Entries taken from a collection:
# # # # #

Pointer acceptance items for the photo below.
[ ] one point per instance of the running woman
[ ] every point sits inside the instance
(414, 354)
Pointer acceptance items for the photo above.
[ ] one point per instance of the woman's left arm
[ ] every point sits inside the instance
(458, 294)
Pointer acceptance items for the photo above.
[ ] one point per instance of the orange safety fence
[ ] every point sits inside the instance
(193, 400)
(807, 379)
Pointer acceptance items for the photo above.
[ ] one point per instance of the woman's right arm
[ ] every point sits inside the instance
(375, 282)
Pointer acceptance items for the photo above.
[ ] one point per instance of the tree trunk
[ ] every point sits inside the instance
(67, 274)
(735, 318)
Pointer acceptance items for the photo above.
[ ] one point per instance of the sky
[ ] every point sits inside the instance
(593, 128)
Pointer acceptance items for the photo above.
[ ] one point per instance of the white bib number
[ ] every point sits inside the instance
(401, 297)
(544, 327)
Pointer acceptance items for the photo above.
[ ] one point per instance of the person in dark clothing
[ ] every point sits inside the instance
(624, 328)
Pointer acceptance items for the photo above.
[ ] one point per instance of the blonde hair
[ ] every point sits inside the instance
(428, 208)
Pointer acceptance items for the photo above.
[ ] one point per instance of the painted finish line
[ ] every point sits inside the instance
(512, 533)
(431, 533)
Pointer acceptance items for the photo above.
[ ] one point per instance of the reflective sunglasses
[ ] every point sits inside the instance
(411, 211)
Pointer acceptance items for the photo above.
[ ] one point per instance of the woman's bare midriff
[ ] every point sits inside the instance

# # # # #

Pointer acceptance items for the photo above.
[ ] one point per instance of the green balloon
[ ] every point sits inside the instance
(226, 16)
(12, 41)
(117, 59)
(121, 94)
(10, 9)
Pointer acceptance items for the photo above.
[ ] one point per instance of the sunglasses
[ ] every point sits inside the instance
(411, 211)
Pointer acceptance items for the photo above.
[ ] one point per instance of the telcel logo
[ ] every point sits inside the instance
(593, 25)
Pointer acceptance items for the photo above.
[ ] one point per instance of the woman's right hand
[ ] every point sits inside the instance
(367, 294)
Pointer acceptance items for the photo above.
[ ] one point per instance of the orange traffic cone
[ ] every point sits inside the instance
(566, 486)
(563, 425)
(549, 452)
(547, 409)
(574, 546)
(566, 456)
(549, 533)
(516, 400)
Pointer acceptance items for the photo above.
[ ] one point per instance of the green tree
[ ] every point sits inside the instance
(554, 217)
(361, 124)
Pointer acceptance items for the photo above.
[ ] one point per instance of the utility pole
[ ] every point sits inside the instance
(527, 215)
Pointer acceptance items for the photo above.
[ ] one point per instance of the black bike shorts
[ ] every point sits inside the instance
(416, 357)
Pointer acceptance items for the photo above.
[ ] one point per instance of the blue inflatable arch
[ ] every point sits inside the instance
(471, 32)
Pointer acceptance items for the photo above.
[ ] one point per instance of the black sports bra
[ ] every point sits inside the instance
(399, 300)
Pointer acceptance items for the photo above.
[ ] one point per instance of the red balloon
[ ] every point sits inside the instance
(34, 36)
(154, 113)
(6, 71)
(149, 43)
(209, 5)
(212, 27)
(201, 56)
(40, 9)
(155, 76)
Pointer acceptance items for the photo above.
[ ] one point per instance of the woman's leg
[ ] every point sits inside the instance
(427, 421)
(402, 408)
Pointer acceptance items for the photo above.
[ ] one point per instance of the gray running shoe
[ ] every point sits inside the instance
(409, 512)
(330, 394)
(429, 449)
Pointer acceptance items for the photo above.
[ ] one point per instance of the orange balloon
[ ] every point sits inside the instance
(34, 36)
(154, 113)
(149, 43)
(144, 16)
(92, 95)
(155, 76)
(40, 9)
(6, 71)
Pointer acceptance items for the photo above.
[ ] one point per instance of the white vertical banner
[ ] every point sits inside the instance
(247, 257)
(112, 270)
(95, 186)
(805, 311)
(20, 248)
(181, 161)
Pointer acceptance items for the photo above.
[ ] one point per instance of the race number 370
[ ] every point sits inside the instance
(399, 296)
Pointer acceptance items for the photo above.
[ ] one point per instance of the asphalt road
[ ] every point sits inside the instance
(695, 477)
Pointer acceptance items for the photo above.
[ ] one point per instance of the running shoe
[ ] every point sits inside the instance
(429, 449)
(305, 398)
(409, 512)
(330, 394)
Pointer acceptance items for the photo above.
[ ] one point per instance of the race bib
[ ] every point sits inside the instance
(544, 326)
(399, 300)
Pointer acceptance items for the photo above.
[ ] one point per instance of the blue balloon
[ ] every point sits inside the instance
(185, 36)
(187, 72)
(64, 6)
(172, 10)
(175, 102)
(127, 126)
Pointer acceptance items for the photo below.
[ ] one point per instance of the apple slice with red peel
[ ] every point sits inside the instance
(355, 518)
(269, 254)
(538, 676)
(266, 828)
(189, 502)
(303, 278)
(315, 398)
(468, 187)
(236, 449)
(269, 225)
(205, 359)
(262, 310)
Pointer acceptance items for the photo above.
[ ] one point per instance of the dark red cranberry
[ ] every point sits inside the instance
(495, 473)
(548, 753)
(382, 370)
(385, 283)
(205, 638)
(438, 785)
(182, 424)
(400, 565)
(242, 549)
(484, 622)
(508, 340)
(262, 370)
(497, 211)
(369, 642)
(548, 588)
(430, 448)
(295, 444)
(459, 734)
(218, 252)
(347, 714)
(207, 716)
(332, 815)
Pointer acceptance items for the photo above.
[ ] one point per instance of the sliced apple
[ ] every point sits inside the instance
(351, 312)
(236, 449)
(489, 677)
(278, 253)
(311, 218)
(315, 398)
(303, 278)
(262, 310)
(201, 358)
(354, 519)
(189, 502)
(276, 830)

# # # # #

• **ABOUT THIS TASK**: Look above for the line with "[ ] one point per instance of the white vertical" and the line with "[ ] one point per instance of the sliced". Retype those two lines and every line between them exactly, adding nothing.

• **TASK OUTPUT**:
[ ] one point per instance of the white vertical banner
[ ] every point sits inside the instance
(247, 257)
(112, 270)
(95, 186)
(805, 311)
(20, 248)
(181, 161)
Pointer acceptance items for the photo above.
[ ] one point per instance of the race number 370
[ ] every point sits inside the instance
(399, 296)
Pointer acceptance items for the photo above.
[ ] one point per instance of the asphalt road
[ ] every point sits inside the instance
(695, 477)
Pointer acceptance items for the photo above.
[ ] one point per instance of the running shoe
[ ] every point sits inside the instance
(429, 449)
(305, 398)
(409, 512)
(330, 394)
Pointer acceptance items for the photo above.
[ ] one point per instance of the race bib
[ ] every point sits inside the instance
(544, 326)
(399, 300)
Pointer acceptance items for the photo above.
[ ] one point per instance of the blue balloon
[ ] every point sits inside the instance
(185, 36)
(187, 72)
(64, 6)
(172, 10)
(175, 102)
(127, 126)
Pointer acceptance items for the photo below.
[ ] one point per instance of the apple slice with red peel
[ ] every point sits inside the instance
(355, 518)
(269, 254)
(538, 676)
(266, 828)
(189, 502)
(303, 278)
(315, 398)
(468, 187)
(236, 449)
(269, 225)
(205, 359)
(262, 310)
Pointer acceptance items for the photo above.
[ ] one point per instance of the dark red cranberry
[ ] every point sits inside the instance
(495, 473)
(548, 753)
(382, 370)
(385, 283)
(205, 638)
(438, 785)
(182, 424)
(400, 565)
(242, 549)
(484, 622)
(508, 340)
(262, 370)
(497, 211)
(369, 642)
(548, 588)
(430, 448)
(295, 444)
(459, 734)
(218, 252)
(347, 714)
(207, 716)
(332, 815)
Pointer acceptance items for the photo above.
[ ] one point per instance of the sliced apple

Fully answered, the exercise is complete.